[Dataset entries]
══════
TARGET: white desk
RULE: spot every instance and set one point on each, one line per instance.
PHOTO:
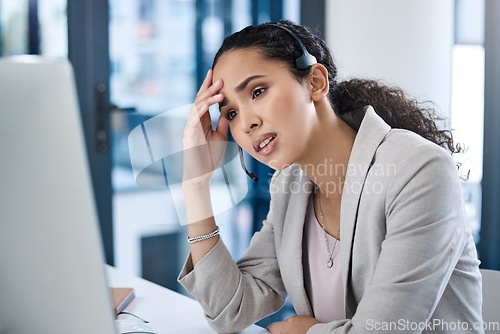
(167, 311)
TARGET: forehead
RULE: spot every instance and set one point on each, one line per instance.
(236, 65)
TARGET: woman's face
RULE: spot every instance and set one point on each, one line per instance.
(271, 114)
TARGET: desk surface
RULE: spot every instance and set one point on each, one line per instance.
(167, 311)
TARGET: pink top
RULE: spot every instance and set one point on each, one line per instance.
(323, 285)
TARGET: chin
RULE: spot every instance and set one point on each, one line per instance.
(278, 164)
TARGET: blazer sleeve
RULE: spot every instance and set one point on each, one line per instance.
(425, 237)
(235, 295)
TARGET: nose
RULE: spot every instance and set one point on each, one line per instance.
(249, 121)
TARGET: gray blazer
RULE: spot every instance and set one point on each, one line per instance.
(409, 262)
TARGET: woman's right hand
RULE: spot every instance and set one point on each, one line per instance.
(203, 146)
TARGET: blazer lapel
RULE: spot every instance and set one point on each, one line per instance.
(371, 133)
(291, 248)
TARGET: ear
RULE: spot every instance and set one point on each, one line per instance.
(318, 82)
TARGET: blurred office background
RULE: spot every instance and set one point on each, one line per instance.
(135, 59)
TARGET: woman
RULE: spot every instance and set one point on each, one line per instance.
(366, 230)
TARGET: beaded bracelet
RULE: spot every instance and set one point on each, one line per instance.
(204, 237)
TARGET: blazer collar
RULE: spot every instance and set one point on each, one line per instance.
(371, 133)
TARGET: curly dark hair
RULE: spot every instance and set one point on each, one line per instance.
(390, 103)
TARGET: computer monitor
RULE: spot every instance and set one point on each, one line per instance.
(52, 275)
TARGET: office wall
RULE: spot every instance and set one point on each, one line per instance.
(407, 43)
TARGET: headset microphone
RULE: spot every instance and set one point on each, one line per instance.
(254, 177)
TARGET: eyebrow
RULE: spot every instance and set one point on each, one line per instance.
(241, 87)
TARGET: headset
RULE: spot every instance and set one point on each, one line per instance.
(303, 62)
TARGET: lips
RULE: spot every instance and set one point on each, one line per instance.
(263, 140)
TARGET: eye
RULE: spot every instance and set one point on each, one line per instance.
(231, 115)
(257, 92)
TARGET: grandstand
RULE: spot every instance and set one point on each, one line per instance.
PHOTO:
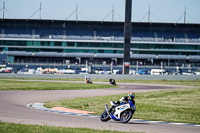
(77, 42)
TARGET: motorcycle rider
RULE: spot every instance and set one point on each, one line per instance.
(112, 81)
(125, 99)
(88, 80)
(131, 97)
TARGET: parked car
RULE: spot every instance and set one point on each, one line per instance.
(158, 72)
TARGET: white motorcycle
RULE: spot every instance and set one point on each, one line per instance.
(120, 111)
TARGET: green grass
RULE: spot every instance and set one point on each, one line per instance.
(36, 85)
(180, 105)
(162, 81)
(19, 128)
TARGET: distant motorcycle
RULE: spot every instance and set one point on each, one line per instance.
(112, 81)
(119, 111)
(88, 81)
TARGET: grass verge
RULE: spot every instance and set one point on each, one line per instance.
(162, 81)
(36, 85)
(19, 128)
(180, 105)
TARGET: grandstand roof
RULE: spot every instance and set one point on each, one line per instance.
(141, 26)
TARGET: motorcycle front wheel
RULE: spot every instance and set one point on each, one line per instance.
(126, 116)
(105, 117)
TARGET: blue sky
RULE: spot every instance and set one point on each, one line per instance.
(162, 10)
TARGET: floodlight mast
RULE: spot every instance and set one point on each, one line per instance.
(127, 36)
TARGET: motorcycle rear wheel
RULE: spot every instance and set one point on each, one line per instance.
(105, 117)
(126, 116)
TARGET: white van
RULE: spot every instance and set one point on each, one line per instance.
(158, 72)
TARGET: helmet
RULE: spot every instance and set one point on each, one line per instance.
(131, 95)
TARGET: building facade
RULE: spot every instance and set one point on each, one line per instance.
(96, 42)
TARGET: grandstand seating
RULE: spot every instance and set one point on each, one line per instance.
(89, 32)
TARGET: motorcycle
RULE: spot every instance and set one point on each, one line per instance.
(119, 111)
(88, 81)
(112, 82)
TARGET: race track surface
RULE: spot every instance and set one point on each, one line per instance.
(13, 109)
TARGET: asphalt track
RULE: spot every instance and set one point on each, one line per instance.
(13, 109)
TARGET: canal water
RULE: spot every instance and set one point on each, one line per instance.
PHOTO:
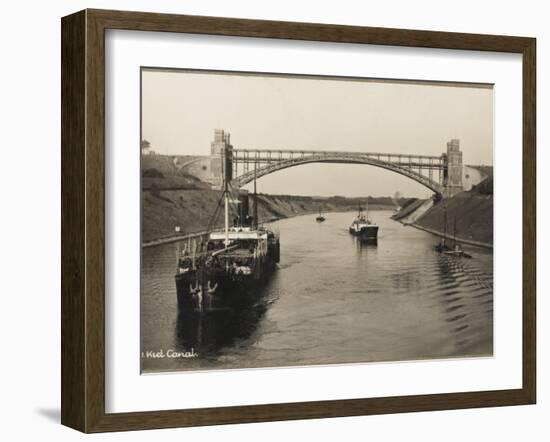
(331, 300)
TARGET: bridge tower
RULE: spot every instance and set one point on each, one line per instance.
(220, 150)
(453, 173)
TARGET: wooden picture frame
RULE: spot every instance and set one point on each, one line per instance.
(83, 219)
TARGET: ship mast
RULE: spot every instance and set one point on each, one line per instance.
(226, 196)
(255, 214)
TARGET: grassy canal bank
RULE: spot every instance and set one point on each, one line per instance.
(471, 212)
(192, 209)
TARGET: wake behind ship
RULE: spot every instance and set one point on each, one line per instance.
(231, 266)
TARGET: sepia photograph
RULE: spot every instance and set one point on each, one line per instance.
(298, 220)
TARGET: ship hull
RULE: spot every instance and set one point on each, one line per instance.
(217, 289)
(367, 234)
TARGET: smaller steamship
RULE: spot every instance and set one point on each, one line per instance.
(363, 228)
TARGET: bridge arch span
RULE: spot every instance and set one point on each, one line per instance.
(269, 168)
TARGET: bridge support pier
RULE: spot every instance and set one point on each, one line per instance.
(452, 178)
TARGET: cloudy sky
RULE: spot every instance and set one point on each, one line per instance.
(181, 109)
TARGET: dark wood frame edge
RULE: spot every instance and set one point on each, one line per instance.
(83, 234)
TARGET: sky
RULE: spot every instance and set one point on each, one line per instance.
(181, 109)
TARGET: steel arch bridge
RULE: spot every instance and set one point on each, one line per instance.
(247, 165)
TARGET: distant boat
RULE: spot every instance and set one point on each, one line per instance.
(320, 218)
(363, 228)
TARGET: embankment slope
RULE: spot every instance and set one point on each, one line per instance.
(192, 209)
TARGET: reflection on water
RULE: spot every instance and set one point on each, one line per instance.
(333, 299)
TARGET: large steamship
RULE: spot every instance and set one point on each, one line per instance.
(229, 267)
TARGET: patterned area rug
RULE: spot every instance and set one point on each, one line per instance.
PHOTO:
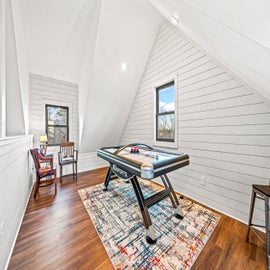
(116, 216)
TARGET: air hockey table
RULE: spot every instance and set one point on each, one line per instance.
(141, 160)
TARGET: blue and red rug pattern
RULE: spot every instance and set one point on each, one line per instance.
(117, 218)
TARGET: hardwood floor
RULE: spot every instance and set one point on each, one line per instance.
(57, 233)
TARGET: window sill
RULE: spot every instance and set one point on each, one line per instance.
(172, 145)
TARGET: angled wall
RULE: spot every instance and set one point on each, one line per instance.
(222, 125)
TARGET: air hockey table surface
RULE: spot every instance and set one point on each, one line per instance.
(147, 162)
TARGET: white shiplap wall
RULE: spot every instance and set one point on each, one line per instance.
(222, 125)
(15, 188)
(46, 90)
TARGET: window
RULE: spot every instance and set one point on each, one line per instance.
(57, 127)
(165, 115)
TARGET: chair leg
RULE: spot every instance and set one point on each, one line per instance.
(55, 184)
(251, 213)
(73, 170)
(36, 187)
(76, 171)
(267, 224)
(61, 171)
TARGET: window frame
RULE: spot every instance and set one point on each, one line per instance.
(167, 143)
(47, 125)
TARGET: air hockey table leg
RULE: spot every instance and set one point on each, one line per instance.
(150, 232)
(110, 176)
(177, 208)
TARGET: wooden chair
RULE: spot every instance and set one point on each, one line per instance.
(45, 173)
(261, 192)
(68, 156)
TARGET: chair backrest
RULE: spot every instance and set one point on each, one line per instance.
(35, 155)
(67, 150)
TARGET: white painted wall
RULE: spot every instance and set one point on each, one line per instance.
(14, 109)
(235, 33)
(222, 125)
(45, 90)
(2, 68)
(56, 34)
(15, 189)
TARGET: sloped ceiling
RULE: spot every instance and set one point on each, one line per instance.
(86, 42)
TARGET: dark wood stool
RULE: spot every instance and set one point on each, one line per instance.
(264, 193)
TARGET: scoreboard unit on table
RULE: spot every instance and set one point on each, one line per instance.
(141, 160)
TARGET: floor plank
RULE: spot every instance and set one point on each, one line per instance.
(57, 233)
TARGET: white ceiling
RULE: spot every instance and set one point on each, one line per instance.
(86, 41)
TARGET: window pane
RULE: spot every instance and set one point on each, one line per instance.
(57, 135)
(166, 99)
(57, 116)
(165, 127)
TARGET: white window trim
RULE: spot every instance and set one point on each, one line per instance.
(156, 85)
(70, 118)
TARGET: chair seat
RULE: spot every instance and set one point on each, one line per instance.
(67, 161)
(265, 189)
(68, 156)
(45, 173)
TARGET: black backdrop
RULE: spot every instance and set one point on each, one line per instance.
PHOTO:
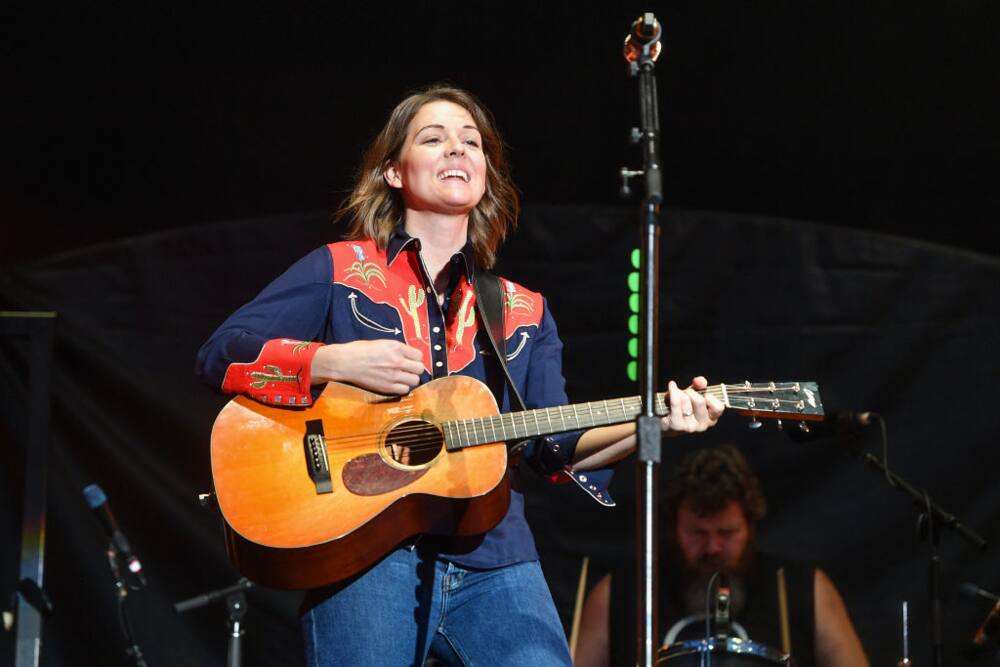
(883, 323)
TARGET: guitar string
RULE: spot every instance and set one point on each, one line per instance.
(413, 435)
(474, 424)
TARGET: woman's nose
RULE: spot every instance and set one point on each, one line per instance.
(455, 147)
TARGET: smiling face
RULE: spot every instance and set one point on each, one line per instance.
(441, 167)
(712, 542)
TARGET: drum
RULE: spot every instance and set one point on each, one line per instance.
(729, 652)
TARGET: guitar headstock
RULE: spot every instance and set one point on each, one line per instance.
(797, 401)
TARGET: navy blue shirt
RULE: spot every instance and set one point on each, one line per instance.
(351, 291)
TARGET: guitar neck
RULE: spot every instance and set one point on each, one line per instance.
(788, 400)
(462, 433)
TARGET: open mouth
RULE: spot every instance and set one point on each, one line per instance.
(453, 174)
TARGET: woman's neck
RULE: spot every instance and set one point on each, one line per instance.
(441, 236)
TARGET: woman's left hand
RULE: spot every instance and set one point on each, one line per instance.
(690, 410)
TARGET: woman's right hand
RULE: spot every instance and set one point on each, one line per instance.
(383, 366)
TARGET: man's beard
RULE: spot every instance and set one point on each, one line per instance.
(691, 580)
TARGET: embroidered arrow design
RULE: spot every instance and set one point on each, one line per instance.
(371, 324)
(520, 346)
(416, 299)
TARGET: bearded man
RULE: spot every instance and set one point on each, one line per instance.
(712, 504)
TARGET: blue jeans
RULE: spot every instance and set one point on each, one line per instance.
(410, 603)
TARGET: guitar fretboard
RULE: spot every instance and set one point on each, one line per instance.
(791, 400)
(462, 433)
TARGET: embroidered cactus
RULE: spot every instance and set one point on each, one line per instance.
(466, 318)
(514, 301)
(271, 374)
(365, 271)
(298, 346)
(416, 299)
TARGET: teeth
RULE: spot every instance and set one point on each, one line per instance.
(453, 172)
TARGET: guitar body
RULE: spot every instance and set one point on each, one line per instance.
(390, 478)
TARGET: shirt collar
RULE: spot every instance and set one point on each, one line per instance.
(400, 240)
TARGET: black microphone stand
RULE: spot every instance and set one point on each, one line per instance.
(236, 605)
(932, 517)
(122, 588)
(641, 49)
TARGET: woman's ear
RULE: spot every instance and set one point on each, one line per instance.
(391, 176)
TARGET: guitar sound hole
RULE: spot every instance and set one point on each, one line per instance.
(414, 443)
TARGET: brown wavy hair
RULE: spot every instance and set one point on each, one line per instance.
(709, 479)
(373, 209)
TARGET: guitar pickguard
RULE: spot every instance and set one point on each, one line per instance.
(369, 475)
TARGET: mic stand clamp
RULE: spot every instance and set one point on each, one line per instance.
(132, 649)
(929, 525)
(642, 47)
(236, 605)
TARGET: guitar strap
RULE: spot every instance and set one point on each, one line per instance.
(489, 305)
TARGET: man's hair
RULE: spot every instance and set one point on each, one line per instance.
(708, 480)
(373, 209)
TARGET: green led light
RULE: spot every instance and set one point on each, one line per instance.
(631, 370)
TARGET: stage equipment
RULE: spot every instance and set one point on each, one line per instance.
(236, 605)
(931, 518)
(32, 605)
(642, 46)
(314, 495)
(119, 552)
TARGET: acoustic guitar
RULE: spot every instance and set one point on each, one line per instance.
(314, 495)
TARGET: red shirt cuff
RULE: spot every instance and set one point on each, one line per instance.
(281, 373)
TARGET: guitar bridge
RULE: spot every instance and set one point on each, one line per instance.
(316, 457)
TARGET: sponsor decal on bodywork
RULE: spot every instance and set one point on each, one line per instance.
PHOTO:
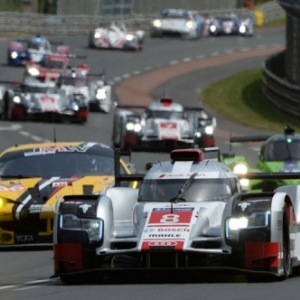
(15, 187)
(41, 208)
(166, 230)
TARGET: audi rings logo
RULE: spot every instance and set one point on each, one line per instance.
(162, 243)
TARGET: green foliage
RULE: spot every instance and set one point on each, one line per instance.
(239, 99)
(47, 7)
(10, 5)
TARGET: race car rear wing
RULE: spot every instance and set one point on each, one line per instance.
══════
* _Exercise brief_
Word for word, restate the lines above from the line containing "TARGET: hardwood floor" through the line containing "TARGET: window pane", with both included and nothing else.

* _Worked solution_
TARGET: hardwood floor
RULE: spot every instance and set one point on each, one line per instance.
(57, 233)
TARGET: window sill
RULE: spot every instance and set one point on each, one line per instance.
(172, 145)
TARGET: angled wall
RULE: spot every instance and set one point on each, one line per instance.
(222, 125)
TARGET: air hockey table surface
RULE: spot every instance and set one point on each, one line per instance.
(147, 162)
TARGET: white shiplap wall
RULE: spot every instance and set one point on each, one line per instance.
(222, 125)
(15, 188)
(46, 90)
TARGET: window
RULE: spot every instance and set one point on each, one line per instance.
(57, 127)
(165, 115)
TARGET: chair leg
RULE: spot every instance and set one point on each, one line per instance.
(55, 184)
(251, 213)
(73, 170)
(36, 187)
(76, 171)
(267, 224)
(61, 171)
TARGET: window frame
RULE: spot every instance and set one point on each, one line per instance.
(167, 143)
(47, 125)
TARGET: air hockey table leg
RULE: spot every instance and set one point on each, one line per instance.
(150, 232)
(110, 176)
(177, 208)
TARGET: wooden chair
RULE: spot every instance and set one point on each, one line per instance.
(45, 173)
(261, 192)
(68, 156)
TARGET: chair backrest
RULE: spot every instance and set one point on each, one line per instance.
(35, 155)
(67, 150)
TARGET: white painted wall
RULE: spot every instance and set one point on each, one line per instance.
(14, 109)
(235, 33)
(222, 125)
(45, 90)
(2, 68)
(56, 34)
(15, 189)
TARGET: sloped ceiling
RULE: spot every instance and set one point on each, one line per instance.
(86, 42)
TARGET: dark wood stool
RULE: spot every instance and set one point on each, one line per instance.
(264, 193)
TARGET: scoreboard unit on table
RULE: spot every instance and set one point on each, one line per instance.
(141, 160)
TARGET: floor plank
RULE: spot every instance and set one point on each, one line per instance.
(57, 233)
TARGET: white ceiling
RULE: spot every instance and set one point on each, one line per instance.
(86, 41)
TARGET: window pane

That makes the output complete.